> [TASK INSTRUCTIONS]: The required output is the complete data, repeated without alteration.
Start of RECORDS TO USE
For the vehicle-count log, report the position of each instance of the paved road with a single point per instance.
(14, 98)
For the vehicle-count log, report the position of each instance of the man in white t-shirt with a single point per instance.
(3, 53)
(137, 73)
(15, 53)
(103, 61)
End of RECORDS TO USE
> [COMPLETED TASK]:
For the vehicle-count log, report the position of each instance of the paved road with a single point per instance.
(14, 98)
For the vehicle-count log, report the position of each instance of the man in white t-shirt with a single point per instance.
(3, 53)
(137, 73)
(15, 53)
(103, 61)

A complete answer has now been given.